Problem description
Pick up the AutoScibe-tools readme below after its final line and continue writing it.

Source extract

════

AutoScibe-tools
Set of tools used in the development of AutoScibe.
DrugExtractor & OrganicChemExtractor
(TODO documentation - finished implementation May 7th 2018)
RxNorm-parser
For retrieving all drug names and unique identifier data in the RxNorm Conso RRF file.
Quickstart
from parsers.RxnConsoFile import parseRxnConsoFile
data = list(parseRxnConsoFile("<path-to-RXNCONSO.RRF>"))
print(f.data[0].name) # drug name of the first element of this table.
print(data[0].group) # unique group number of this first element.
print(data[0].uniqueNum) # unique id of this specific element (should be different for every row).
print(data[-1].name) # drug name of the last element.
print(data[0].dataSource.name) # name of the data source for this element.
print(data[0].termType.name) # name of the term type for this element.
Fields
The following features are accessible per element:
data[i].name
data[i].group
data[i].uniqueNum # note: this is a string because there are uniqueNum that are not integers.
data[i].termType.abbr
data[i].termType.name
data[i].termType.description
data[i].termType.example
# note: there are some {SU, PT and DP} term types that are not defined
# on <https://www.nlm.nih.gov/research/umls/rxnorm/overview.html>.
# Therefore they only have abbr field - the other fields are empty strings.

════

Provided material
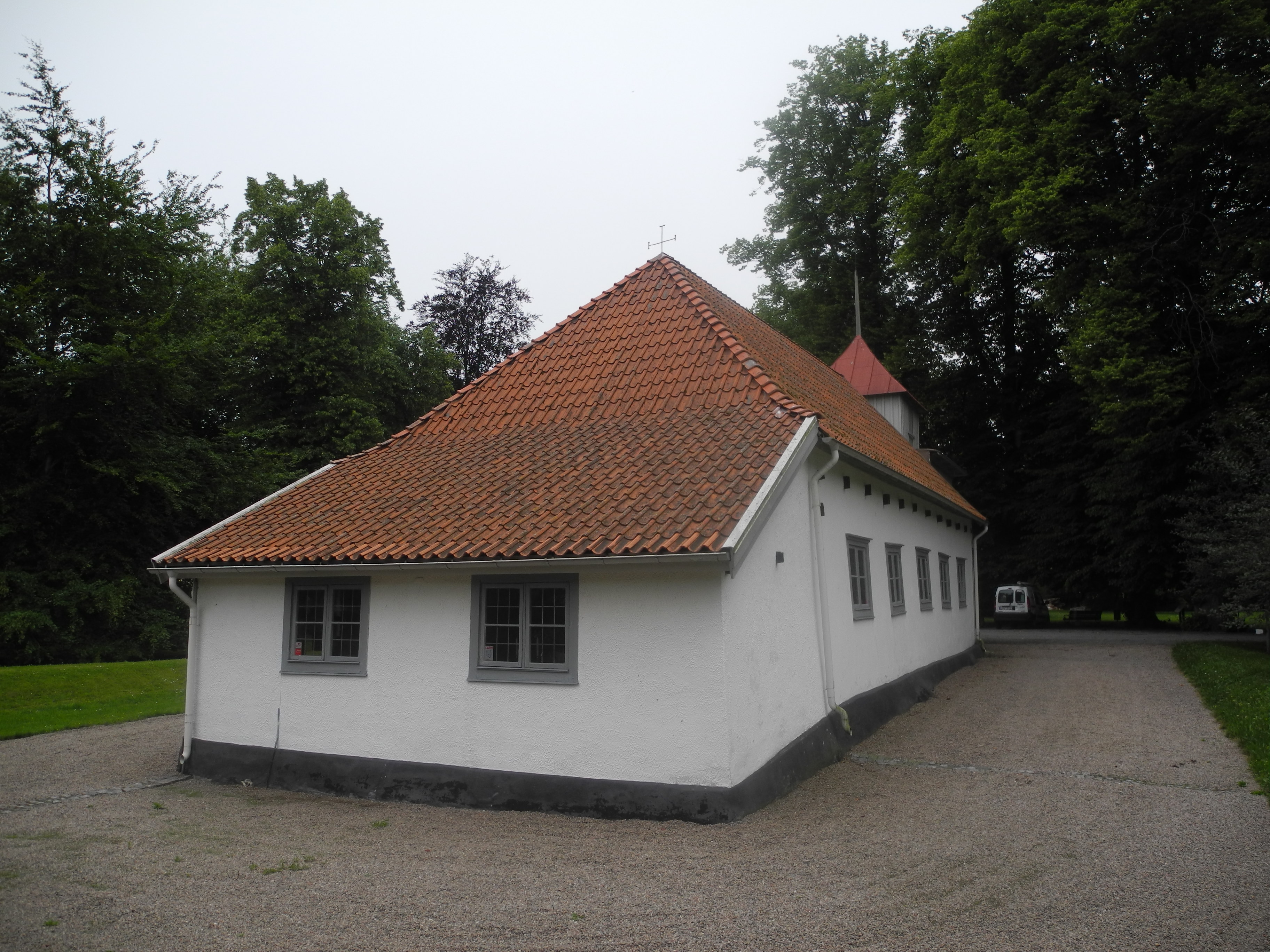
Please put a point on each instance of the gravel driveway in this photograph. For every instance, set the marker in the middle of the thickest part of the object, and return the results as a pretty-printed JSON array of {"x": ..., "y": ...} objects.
[{"x": 1103, "y": 813}]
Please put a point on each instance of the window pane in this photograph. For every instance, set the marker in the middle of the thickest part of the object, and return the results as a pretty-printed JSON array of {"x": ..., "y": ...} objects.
[
  {"x": 502, "y": 626},
  {"x": 310, "y": 620},
  {"x": 895, "y": 580},
  {"x": 346, "y": 622},
  {"x": 547, "y": 625}
]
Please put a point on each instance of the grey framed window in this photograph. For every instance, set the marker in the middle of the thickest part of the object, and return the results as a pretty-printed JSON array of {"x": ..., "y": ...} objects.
[
  {"x": 895, "y": 579},
  {"x": 858, "y": 572},
  {"x": 924, "y": 579},
  {"x": 945, "y": 583},
  {"x": 327, "y": 625},
  {"x": 525, "y": 629}
]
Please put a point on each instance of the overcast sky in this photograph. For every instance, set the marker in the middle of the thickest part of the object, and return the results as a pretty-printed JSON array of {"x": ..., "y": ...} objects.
[{"x": 553, "y": 136}]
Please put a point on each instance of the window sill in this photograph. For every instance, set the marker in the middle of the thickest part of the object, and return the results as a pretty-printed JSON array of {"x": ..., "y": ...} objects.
[
  {"x": 523, "y": 676},
  {"x": 329, "y": 668}
]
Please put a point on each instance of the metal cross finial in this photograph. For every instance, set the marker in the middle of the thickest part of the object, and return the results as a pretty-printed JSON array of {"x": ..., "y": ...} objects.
[{"x": 661, "y": 245}]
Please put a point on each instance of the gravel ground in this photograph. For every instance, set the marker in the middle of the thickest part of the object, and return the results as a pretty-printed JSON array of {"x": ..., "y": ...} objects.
[{"x": 1103, "y": 813}]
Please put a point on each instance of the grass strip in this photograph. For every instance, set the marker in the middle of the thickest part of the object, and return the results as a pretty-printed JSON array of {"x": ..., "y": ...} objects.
[
  {"x": 1235, "y": 683},
  {"x": 53, "y": 697}
]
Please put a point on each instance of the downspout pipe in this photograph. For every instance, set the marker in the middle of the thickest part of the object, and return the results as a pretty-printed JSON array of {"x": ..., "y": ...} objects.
[
  {"x": 822, "y": 609},
  {"x": 974, "y": 559},
  {"x": 191, "y": 667}
]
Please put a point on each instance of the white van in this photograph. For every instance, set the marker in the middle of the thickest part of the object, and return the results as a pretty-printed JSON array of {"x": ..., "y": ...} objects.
[{"x": 1019, "y": 605}]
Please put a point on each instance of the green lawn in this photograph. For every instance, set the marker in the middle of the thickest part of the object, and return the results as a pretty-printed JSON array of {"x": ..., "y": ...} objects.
[
  {"x": 1235, "y": 683},
  {"x": 53, "y": 697}
]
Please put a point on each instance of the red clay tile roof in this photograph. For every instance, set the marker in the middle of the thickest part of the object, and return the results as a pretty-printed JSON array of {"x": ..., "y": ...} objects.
[
  {"x": 864, "y": 371},
  {"x": 644, "y": 423}
]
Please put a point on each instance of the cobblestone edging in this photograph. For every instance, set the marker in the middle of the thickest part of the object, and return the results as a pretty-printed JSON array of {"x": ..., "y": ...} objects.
[
  {"x": 1019, "y": 772},
  {"x": 106, "y": 791}
]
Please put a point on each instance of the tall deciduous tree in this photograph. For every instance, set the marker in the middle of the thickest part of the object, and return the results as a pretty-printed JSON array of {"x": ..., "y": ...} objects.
[
  {"x": 477, "y": 315},
  {"x": 829, "y": 159},
  {"x": 1081, "y": 214},
  {"x": 328, "y": 371},
  {"x": 110, "y": 440}
]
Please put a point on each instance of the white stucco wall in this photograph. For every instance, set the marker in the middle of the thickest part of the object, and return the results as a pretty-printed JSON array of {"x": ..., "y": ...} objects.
[
  {"x": 651, "y": 704},
  {"x": 686, "y": 674},
  {"x": 774, "y": 660},
  {"x": 774, "y": 669},
  {"x": 873, "y": 652}
]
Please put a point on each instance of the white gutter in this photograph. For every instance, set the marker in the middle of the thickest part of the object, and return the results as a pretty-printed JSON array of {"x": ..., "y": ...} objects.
[
  {"x": 974, "y": 560},
  {"x": 755, "y": 517},
  {"x": 822, "y": 609},
  {"x": 238, "y": 516},
  {"x": 191, "y": 572},
  {"x": 191, "y": 668}
]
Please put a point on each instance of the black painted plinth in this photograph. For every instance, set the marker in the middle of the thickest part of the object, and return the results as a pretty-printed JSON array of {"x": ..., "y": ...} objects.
[{"x": 373, "y": 779}]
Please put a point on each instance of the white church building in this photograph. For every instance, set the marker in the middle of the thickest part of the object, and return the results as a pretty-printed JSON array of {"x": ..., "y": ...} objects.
[{"x": 662, "y": 563}]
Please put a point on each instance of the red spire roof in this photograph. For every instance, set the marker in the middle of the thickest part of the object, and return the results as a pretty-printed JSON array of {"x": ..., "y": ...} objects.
[{"x": 865, "y": 372}]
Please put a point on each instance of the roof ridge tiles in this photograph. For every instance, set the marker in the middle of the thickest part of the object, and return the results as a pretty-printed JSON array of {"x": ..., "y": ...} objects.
[
  {"x": 729, "y": 341},
  {"x": 445, "y": 404}
]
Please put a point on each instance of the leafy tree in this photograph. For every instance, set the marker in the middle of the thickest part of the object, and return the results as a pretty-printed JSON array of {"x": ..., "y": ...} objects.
[
  {"x": 1226, "y": 522},
  {"x": 111, "y": 446},
  {"x": 1079, "y": 209},
  {"x": 327, "y": 370},
  {"x": 476, "y": 315},
  {"x": 830, "y": 159},
  {"x": 1121, "y": 149}
]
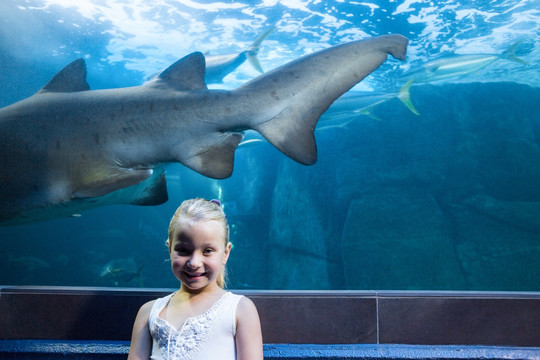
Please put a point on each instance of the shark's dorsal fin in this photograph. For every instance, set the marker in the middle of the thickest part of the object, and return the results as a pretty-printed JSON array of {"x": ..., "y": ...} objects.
[
  {"x": 72, "y": 78},
  {"x": 185, "y": 74}
]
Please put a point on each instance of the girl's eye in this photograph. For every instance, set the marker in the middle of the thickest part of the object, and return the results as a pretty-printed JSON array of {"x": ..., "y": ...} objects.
[{"x": 182, "y": 251}]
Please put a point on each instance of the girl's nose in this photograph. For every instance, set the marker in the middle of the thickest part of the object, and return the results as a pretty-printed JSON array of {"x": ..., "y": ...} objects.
[{"x": 194, "y": 261}]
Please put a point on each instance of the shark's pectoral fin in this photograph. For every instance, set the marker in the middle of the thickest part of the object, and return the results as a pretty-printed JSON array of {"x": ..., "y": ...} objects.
[
  {"x": 72, "y": 78},
  {"x": 291, "y": 132},
  {"x": 103, "y": 182},
  {"x": 185, "y": 74},
  {"x": 216, "y": 160}
]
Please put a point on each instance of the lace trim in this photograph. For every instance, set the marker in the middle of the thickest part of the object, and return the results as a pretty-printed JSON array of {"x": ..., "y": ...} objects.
[{"x": 187, "y": 342}]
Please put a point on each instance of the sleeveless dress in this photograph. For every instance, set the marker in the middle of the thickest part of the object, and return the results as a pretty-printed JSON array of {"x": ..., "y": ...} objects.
[{"x": 209, "y": 336}]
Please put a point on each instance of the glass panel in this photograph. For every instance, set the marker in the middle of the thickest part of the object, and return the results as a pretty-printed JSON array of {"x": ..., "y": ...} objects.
[{"x": 433, "y": 186}]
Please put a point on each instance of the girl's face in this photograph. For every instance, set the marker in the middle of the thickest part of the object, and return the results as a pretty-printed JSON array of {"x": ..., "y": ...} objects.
[{"x": 198, "y": 254}]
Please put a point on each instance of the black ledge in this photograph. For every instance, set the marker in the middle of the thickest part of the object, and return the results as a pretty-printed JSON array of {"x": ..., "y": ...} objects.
[{"x": 290, "y": 317}]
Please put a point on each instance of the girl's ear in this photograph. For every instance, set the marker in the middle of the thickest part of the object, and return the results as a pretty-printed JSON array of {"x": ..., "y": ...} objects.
[{"x": 227, "y": 252}]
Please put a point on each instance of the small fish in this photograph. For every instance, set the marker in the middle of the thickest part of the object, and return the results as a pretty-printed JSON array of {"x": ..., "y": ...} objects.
[
  {"x": 122, "y": 271},
  {"x": 363, "y": 103},
  {"x": 457, "y": 65},
  {"x": 219, "y": 66}
]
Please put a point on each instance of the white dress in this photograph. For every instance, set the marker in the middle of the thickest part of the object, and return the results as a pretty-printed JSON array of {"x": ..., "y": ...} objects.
[{"x": 208, "y": 336}]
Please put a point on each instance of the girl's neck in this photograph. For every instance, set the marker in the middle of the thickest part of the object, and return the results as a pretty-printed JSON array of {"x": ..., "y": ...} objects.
[{"x": 208, "y": 291}]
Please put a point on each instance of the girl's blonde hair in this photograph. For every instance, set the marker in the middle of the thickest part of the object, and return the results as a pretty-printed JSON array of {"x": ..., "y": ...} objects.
[{"x": 195, "y": 210}]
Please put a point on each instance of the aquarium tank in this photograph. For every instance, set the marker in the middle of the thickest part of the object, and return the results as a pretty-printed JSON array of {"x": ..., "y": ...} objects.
[{"x": 427, "y": 174}]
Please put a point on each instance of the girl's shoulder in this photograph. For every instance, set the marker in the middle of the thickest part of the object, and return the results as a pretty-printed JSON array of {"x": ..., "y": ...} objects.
[
  {"x": 245, "y": 307},
  {"x": 147, "y": 307}
]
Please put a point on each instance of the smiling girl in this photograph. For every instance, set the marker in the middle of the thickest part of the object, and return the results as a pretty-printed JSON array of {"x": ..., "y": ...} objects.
[{"x": 201, "y": 320}]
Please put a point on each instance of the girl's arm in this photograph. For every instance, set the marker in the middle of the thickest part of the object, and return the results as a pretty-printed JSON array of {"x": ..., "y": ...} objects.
[
  {"x": 141, "y": 340},
  {"x": 248, "y": 331}
]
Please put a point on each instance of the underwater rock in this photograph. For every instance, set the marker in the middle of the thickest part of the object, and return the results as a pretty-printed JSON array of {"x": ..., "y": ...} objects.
[{"x": 398, "y": 238}]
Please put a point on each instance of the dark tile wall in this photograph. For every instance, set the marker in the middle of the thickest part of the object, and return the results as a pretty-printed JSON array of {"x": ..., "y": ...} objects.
[{"x": 508, "y": 319}]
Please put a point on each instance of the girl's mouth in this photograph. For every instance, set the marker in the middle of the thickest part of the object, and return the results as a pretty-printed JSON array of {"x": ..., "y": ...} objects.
[{"x": 192, "y": 275}]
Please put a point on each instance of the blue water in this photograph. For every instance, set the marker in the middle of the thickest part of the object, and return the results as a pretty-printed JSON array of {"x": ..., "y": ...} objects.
[{"x": 446, "y": 199}]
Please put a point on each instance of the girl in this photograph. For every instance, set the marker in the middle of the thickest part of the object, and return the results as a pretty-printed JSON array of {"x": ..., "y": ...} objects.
[{"x": 201, "y": 320}]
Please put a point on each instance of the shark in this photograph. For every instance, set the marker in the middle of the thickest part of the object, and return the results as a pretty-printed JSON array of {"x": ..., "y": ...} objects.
[
  {"x": 455, "y": 65},
  {"x": 219, "y": 66},
  {"x": 67, "y": 148}
]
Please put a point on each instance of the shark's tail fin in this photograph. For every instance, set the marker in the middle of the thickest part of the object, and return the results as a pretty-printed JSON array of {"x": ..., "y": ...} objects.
[
  {"x": 405, "y": 96},
  {"x": 253, "y": 50},
  {"x": 510, "y": 54},
  {"x": 289, "y": 100}
]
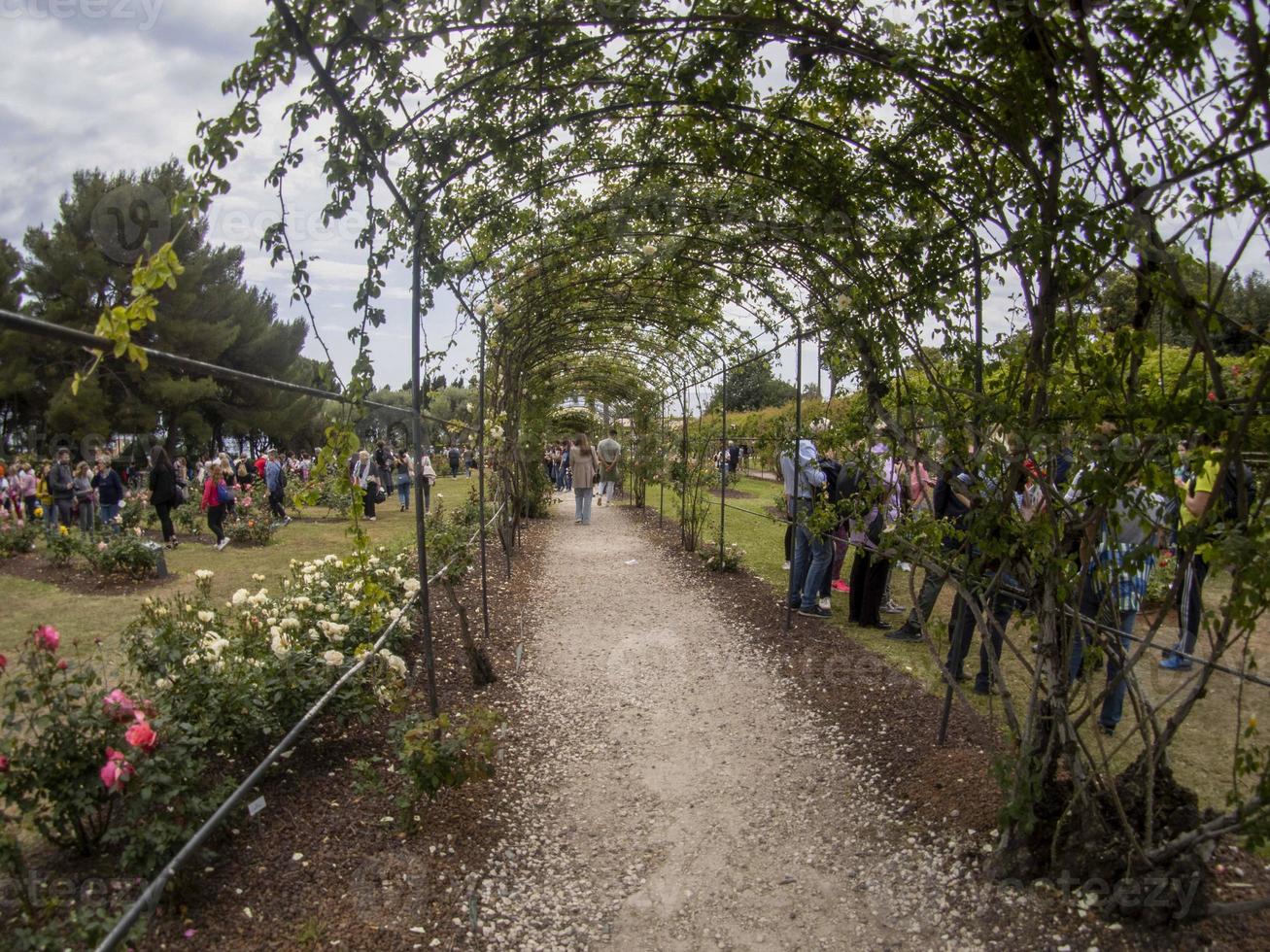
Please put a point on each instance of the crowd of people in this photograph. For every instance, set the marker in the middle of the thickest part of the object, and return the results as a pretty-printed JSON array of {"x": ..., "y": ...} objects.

════

Output for this task
data[i].dataSource.name
data[i].dataSource.abbr
# note: RXNORM is only an abbreviation (empty string for name).
ChvFile
For retrieving the UMLS concept relations.
Quickstart
from parsers.ChvFile import parseChvFile
data = list(parseChvFile("<path-to-CHV_concepts_terms.tsv>"))
print(data[0].cui) # concept unique id
print(data[0].chvTerm) # CHV term name
print(data[0].chvConceptId # CHV term unique concept ID
Fields
The following features are accessible per element:
# See the following link for detailed explanation:
# <https://www.nlm.nih.gov/research/umls/sourcereleasedocs/current/CHV/sourcerepresentation.html>
# string
data[i].cui
data[i].chvTerm
data[i].umlsName
data[i].chvName
data[i].explanation
# boolean
data[i].chvPreferred
data[i].umlsPreferred
data[i].disparaged
# float (may be -1.0)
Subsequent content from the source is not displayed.